--- TEXT PASSAGE Enclosed Below ---

August 6, 2018 Brooke Hoehne
Jean-Michel

Jean-Michel

I was wearing an inflatable gold crown to dinner – classy AF. Mob mentality made me do it, or rather the peer pressure of some friends and a glass of wine.  We were celebrating my 30th birthday a year late, as I had recently turned 31, which is something that still amazes me - I keep getting older. I am determined to age gracefully though, unlike the botox stuffed women a generation ahead of me. Last year this time we were in the the cavernous dark hole of the hospital, ironically perpetually artificially lit.

So this year I had swordfish and shared a bottle of Gruner with friends and then they told me the reasons they love me. After a year of chaos they said they appreciated the way I handled myself, they said I was gracious along the way, they said I encouraged them to think differently and critically about the lives they were living, and I melted into a puddle – with an inflatable crown on it. From my puddle I wanted to tell them that they're the reason we survived last year, that their abiding love was our grace.

If we're lucky we have these moments every once in a while when we're reminded of God's grace and that he inhabits this world.  Most of the time I rant about all of the ways I would do the job differently if I were God.  I would make sure everyone was happy and healthy and snakes extinct and koalas a viable house pet.  I tell him that I’m mad he doesn’t intervene, that if I were him, with all my wisdom, I would show up a bit more often.  He’s gracious and lets me shake my tiny finger to the expansive heavens from my tiny place on earth, which is likely some parallel to my place in creation and thus the humility I should posses, but I prefer small dog syndrome.  

Until those moments when I remember whose world I'm living in, I step outside and catch a sunset that is holy in its beauty and it silences me.  The truth is that all of humanity bows their head to God’s nature, we call it mother nature or evolution or miraculously oriented cells, but by another name we still all see its splendor.

--- End of Enclosed TEXT PASSAGE ---
--- STORED DATA Enclosed Below ---

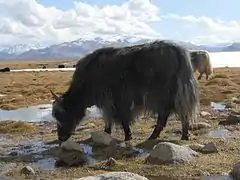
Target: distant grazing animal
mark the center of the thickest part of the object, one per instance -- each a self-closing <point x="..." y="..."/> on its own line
<point x="61" y="66"/>
<point x="122" y="82"/>
<point x="6" y="69"/>
<point x="201" y="61"/>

--- End of Enclosed STORED DATA ---

* QUESTIONS ON THE MATERIAL *
**a.** Copy the birthday essay word for word, from "I was wearing" to "perpetually artificially lit.".
**b.** In the birthday essay, what wine did the writer share with friends at dinner?
**c.** Extend the birthday essay from the point where it ends.

* SOLVED TASKS *
**a.**
I was wearing an inflatable gold crown to dinner – classy AF. Mob mentality made me do it, or rather the peer pressure of some friends and a glass of wine.  We were celebrating my 30th birthday a year late, as I had recently turned 31, which is something that still amazes me - I keep getting older. I am determined to age gracefully though, unlike the botox stuffed women a generation ahead of me. Last year this time we were in the the cavernous dark hole of the hospital, ironically perpetually artificially lit.

**b.** A bottle of Gruner.

**c.**
I think God is revealed in those moments. There is a catch in our breath when our bodies know more than our minds, when the cells that bow to the creator respond in amazement.  We feel it, the instant before our reasoning minds silence the worship of our being, before we mute the song of our collective molecules in praise. 

Every once in a while I let my mind learn from the parts of nature that don’t carry reason.  The elements of creation that obey instinctively and carry with them the wisdom and truth of God’s planet. Mostly I think I’m smarter, mostly I explain to God better ways to do things because I don’t have the personality for quiet humble faith.  But then sometimes I let myself see God, I let myself recognize all the ways he is present, through redwood trees, through starry skies, through people. 

I tell God I wish he would intervene in my deep black darkness when maybe he did.  I called it unanswered prayers, he calls it presence in my pain.  I called it pointless suffering, he calls it beauty becoming. I called it impossible blind faith, he paints the sky to be seen if I choose to see. I call it lack of intervention, he beckons me to see Him in the people who carried me.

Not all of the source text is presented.